The other substantial waving red flag that popped right up when the memories started flowing in was the fact my mother constantly complained about how abusive her own childhood was, not only after I made my accusation in my teens my entire life. The amount of work she and her siblings had to do and the mood swings she endured from my grandmother. She described extreme punishments such as being given cod liver oil, leaving all three of them unable to eat seafood, and being forced to take on unnecessary and punitive cleaning tasks like one might have gotten in the military, not ones needed to care for the home.
Yet she sent me to do arguably more work than she ever had to do for my grandparents; also, all the work at home she expected of me because “she had to do it, so I should too.” Not to mention, I went to public school and had an added load with advanced classes, unlike her and her home-schooled siblings. It was terrible for their education, but it sure gave them many more hours in the day to do the labor.
I will save the jobs and workload I faced for a different time as this is becoming lengthy and rambling. There have been many odd and telling statements my mother has made over the years that, taken on their own, would mean nothing but, with the knowledge I have now, are pretty damning.

- _Aim of the task_: Please carry the personal account about the writer's mother forward from its last sentence.

- _Provided material_:
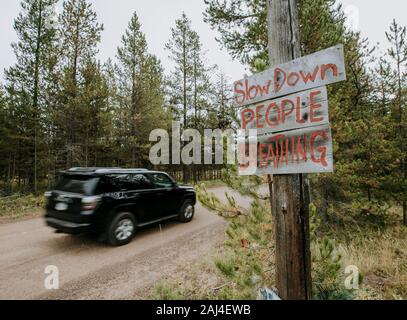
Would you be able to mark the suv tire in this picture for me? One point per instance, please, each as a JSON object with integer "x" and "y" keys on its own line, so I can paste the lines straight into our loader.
{"x": 187, "y": 211}
{"x": 121, "y": 229}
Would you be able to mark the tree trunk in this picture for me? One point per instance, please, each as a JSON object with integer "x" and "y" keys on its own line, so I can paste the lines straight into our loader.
{"x": 290, "y": 192}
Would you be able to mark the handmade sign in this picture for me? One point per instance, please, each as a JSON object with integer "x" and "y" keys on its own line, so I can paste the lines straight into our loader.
{"x": 284, "y": 116}
{"x": 316, "y": 70}
{"x": 300, "y": 110}
{"x": 307, "y": 150}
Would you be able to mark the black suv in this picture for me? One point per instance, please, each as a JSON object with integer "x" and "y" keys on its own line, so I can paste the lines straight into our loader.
{"x": 115, "y": 202}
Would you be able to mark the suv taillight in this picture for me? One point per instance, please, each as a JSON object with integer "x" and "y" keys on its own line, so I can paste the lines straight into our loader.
{"x": 90, "y": 203}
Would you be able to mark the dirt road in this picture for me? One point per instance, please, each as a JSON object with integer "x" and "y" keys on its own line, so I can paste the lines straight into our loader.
{"x": 92, "y": 270}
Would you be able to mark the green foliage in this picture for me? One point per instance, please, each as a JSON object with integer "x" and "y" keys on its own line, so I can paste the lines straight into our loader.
{"x": 327, "y": 264}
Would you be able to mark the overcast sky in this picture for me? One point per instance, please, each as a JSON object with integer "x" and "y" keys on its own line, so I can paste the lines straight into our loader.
{"x": 157, "y": 17}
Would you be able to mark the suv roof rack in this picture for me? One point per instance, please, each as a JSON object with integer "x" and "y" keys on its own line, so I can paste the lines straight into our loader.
{"x": 104, "y": 170}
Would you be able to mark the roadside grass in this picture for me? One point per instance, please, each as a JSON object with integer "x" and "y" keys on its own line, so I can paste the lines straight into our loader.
{"x": 375, "y": 244}
{"x": 211, "y": 183}
{"x": 20, "y": 206}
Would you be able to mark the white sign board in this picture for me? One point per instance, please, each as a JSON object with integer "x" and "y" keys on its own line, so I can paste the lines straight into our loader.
{"x": 316, "y": 70}
{"x": 300, "y": 110}
{"x": 307, "y": 150}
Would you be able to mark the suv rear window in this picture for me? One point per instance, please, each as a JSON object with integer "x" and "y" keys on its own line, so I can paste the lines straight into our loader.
{"x": 124, "y": 182}
{"x": 77, "y": 184}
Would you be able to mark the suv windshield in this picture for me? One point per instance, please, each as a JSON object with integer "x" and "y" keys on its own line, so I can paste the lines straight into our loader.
{"x": 77, "y": 184}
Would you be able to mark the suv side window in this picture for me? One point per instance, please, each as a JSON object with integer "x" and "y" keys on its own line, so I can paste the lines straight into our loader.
{"x": 162, "y": 180}
{"x": 139, "y": 182}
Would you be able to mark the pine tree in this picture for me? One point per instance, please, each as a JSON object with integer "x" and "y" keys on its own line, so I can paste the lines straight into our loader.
{"x": 79, "y": 35}
{"x": 36, "y": 37}
{"x": 182, "y": 46}
{"x": 397, "y": 37}
{"x": 139, "y": 92}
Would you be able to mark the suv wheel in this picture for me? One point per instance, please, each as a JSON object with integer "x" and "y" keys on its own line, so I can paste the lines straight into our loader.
{"x": 187, "y": 211}
{"x": 121, "y": 229}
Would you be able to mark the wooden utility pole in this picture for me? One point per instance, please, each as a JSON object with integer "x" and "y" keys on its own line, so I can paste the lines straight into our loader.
{"x": 290, "y": 193}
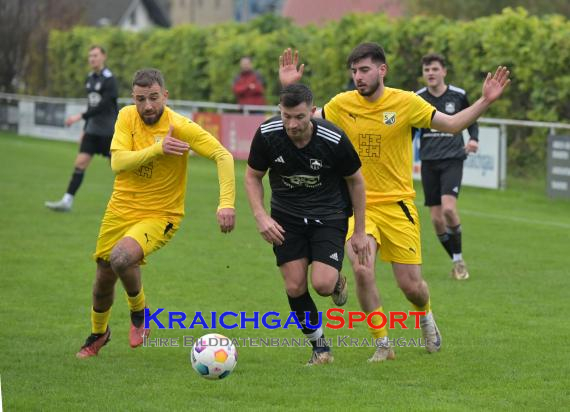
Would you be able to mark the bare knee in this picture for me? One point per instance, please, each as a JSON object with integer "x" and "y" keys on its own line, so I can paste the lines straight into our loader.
{"x": 296, "y": 289}
{"x": 363, "y": 275}
{"x": 120, "y": 260}
{"x": 323, "y": 287}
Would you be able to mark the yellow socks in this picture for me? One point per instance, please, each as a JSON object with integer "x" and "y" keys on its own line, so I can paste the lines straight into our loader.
{"x": 377, "y": 320}
{"x": 425, "y": 308}
{"x": 99, "y": 321}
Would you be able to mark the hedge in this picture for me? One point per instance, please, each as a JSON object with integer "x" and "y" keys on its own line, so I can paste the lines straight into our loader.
{"x": 199, "y": 63}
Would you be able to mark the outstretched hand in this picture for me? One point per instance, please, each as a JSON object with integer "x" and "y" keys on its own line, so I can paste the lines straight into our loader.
{"x": 288, "y": 71}
{"x": 173, "y": 146}
{"x": 495, "y": 84}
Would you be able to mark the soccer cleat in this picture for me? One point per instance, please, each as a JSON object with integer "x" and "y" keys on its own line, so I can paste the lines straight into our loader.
{"x": 340, "y": 293}
{"x": 430, "y": 333}
{"x": 138, "y": 333}
{"x": 59, "y": 206}
{"x": 383, "y": 351}
{"x": 459, "y": 270}
{"x": 93, "y": 344}
{"x": 320, "y": 357}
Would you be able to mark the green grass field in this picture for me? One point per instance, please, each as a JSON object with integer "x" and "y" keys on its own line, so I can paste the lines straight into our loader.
{"x": 505, "y": 343}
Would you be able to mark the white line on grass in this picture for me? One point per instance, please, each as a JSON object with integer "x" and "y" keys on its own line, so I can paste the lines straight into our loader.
{"x": 516, "y": 219}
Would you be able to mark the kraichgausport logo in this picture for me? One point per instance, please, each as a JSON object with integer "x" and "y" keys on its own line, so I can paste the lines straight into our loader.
{"x": 334, "y": 318}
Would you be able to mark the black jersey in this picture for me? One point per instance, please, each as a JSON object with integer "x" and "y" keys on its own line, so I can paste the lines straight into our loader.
{"x": 102, "y": 105}
{"x": 306, "y": 182}
{"x": 435, "y": 145}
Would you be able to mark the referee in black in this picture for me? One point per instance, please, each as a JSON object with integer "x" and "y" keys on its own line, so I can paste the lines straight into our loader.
{"x": 442, "y": 155}
{"x": 316, "y": 184}
{"x": 100, "y": 117}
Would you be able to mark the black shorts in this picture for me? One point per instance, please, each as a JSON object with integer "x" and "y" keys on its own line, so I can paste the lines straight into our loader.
{"x": 441, "y": 177}
{"x": 316, "y": 240}
{"x": 93, "y": 144}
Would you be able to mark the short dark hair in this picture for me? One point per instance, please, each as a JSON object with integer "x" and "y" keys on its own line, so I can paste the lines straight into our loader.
{"x": 148, "y": 77}
{"x": 364, "y": 50}
{"x": 96, "y": 46}
{"x": 295, "y": 94}
{"x": 433, "y": 57}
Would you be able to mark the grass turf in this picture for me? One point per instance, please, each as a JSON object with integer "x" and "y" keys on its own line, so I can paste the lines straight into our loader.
{"x": 505, "y": 345}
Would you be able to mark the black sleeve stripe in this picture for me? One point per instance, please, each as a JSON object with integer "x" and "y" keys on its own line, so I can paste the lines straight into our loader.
{"x": 272, "y": 123}
{"x": 330, "y": 133}
{"x": 456, "y": 89}
{"x": 271, "y": 127}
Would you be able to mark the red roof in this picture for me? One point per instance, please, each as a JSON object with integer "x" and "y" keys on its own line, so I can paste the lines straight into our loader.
{"x": 304, "y": 12}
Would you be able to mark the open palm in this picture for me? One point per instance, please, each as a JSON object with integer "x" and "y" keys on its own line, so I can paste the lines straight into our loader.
{"x": 288, "y": 71}
{"x": 495, "y": 84}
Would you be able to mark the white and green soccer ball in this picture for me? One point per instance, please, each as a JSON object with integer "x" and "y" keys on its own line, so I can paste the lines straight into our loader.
{"x": 213, "y": 356}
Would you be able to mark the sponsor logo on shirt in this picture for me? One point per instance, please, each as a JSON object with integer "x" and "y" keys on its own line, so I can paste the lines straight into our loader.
{"x": 450, "y": 107}
{"x": 389, "y": 118}
{"x": 316, "y": 164}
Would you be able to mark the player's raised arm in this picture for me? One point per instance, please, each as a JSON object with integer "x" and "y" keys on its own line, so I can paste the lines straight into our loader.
{"x": 493, "y": 88}
{"x": 289, "y": 73}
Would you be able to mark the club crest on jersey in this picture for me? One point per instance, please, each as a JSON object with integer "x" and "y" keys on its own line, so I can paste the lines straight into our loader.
{"x": 389, "y": 118}
{"x": 315, "y": 164}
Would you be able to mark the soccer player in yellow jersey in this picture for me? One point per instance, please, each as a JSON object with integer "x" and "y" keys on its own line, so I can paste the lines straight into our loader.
{"x": 149, "y": 154}
{"x": 379, "y": 121}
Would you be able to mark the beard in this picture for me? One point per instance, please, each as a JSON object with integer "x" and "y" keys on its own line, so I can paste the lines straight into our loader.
{"x": 369, "y": 90}
{"x": 152, "y": 119}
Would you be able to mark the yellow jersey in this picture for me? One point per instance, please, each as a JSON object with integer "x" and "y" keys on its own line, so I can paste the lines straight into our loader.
{"x": 156, "y": 186}
{"x": 381, "y": 132}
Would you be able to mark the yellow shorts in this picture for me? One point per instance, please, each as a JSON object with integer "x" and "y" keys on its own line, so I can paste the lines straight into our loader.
{"x": 396, "y": 228}
{"x": 150, "y": 233}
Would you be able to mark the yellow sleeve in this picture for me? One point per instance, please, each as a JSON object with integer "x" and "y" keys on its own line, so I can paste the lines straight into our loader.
{"x": 206, "y": 145}
{"x": 421, "y": 112}
{"x": 123, "y": 158}
{"x": 331, "y": 110}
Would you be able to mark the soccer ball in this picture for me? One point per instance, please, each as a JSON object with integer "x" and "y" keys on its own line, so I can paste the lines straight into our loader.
{"x": 213, "y": 356}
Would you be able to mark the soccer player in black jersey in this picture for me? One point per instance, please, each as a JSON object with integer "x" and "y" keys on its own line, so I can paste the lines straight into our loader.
{"x": 442, "y": 155}
{"x": 100, "y": 117}
{"x": 379, "y": 121}
{"x": 316, "y": 184}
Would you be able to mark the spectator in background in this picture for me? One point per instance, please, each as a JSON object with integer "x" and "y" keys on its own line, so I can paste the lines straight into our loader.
{"x": 100, "y": 117}
{"x": 249, "y": 85}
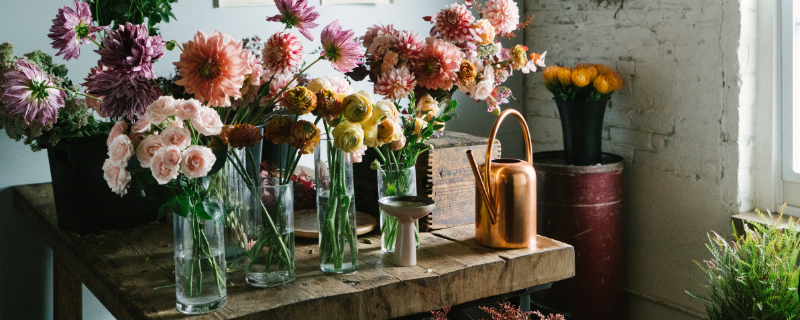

- _Written answer_:
The things that keep coming to mind are all the times she would use the R-word and compare me to other autistic people, saying how I wasn’t like them when I am, in fact, exactly like them. I, of course, don’t mean that I act exactly the same as the next person with autism and so on since each person with autism experiences each of the autistic traits at different levels and in their own way. What I mean is I am not some special sort of autistic that is either more or less, or better or worse. I just am; in fact, I have found I am pretty “normal” when comparing myself against a group of my autistic peers.
Recently, in one attempt to destroy my marriage, she complained that my husband reminded her of my grandfather, claiming his scent was “just like the way I used to smell when I would come home from being over there.” she went on to say “she could barely stand to hold me” at the time it upset me, as she intended. As I started thinking more clearly, I realized that was a clear indication that she had always known what was happening and even treated me poorly because of what she allowed to happen to me. Not only that, I distinctly remember what my grandfather smelled like, and she is wrong, which is what I initially latched onto and argued.
This is just an intro into the reasoning and events that have led me to break away from my family and realize the toxicity extended much farther than the seeming origin of that poison. You can’t detox yourself from a substance if you still keep taking small amounts of it in. I couldn’t see how sick gluten or coconut was making me until I thoroughly flushed every trace of those things from my system, then testing them showed the unbelievable amount of damage those foods were doing to me and making me sick for months after exposure.
Toxic relationships are like this. We don’t see how badly they affect us, how sick they are making us when we exist in the atmosphere every day. This is why sometimes just a weekend away can be enough to help you see how much better you feel away from the toxicity and how badly they are treating you when you return. Of course, that is usually only step one; at least it was for me.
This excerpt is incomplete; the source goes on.